## Passage:
Karas also mentioned that Max's Wine Dive serves a mean chicken plate with greens and mashed potatoes. How can anyone resist a glass of champagne with fried chicken? 

Max's fried chicken is something special. The $18 shareable plate comes with three pieces of jalapeño-buttermilk marinated chicken (deep-fried slow and low), mashed potatoes, collard greens, Texas toast and chipotle honey. The meal is also available gluten-free at no additional charge. Max's Wine Dive is located at 4720 Washington and also at 214 Fairview.

Fusion Taco's chef and owner David Grossman says that he and his partner, Julia Sharaby, love the fried chicken at Grace's on Kirby. "It's always crispy, moist, and perfectly seasoned. I'm a big fan of the black eyed peas that come on the side," he says.

On the menu as Randi's Fried Chicken, the plate is served with creamy mashed potatoes and black-eyed peas for $20. Grace's on Kirby is located at 3111 Kirby in the Greenway/Upper Kirby area between River Oaks and Montrose.

Leslie Nguyen, co-owner of Bosscat Kitchen, is new to Houston and admits that she has not had fried chicken in the city. "The closest I've had to fried chicken [in Houston] is the sandwich at Krisp Bird & Batter. Chef Ben McPherson has created some really tasty combinations at his new digs at 5922 Richmond.
"My favorite is the Krisp classic; it's a blend of sweet tangy and spicy. The bun is super soft so when you bite into the chicken, you get this great crunch texture with the tangy slaw and pickles," says Nguyen. Krisp offers a variety of chicken sandwiches on the menu, including a spicy Korean style on waffles.
   
New Orleans native Percy “Frenchy” Creuzot Jr. brought another fried chicken tradition to Houston. Frenchy's opened as a po-boy stand in 1969 at 3919 Scott near the University of Houston and has been a long-time fan favorite for Houstonians who enjoy a bold, in-your-face Creole spice in their fried chicken.

A Frenchy's employee confirmed that the original Frenchy's will be closing its doors at 3919 Scott at the end of this year and moving into a larger space down the road on the corner of Alabama and Scott. There are over two dozen locations in Houston alone so there will be no shortage of Frenchy's deliciousness. A three piece combination "Campus" meal comes with a biscuit or roll, dirty rice or fries and a jalapeno pepper for $7.99.

## Provided material:
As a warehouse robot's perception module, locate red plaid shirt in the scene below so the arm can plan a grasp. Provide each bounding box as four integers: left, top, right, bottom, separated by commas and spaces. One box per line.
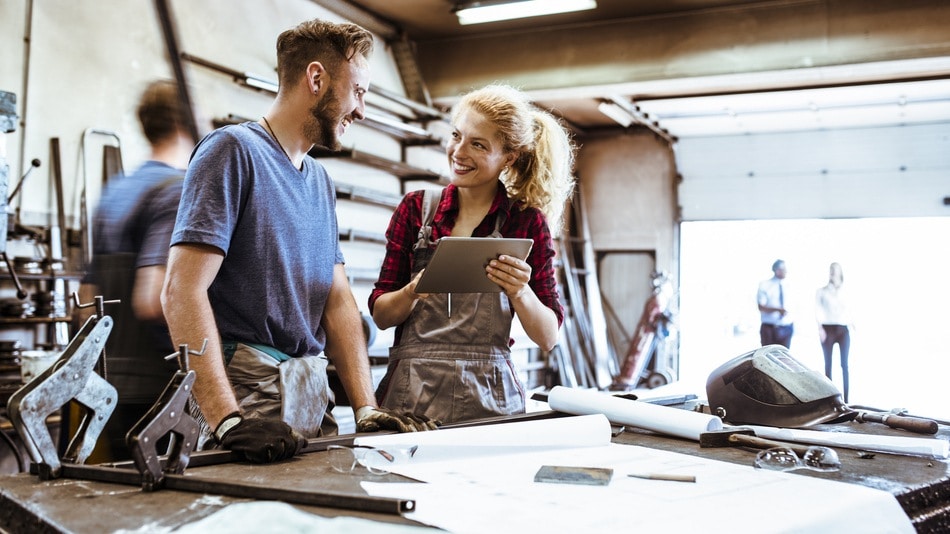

## Aim of the task:
Check each statement against the passage on Houston fried chicken above and answer yes or no, quoting the words of the text that decide it.
1. The shareable fried chicken plate at Max's Wine Dive costs $18.
2. Randi's Fried Chicken at Grace's on Kirby comes with collard greens.
3. Frenchy's began as a po-boy stand in 1969.

## Answer section:
1. Yes: "The $18 shareable plate comes with three pieces of jalapeño-buttermilk marinated chicken"
2. No: "the plate is served with creamy mashed potatoes and black-eyed peas for $20"
3. Yes: "Frenchy's opened as a po-boy stand in 1969 at 3919 Scott"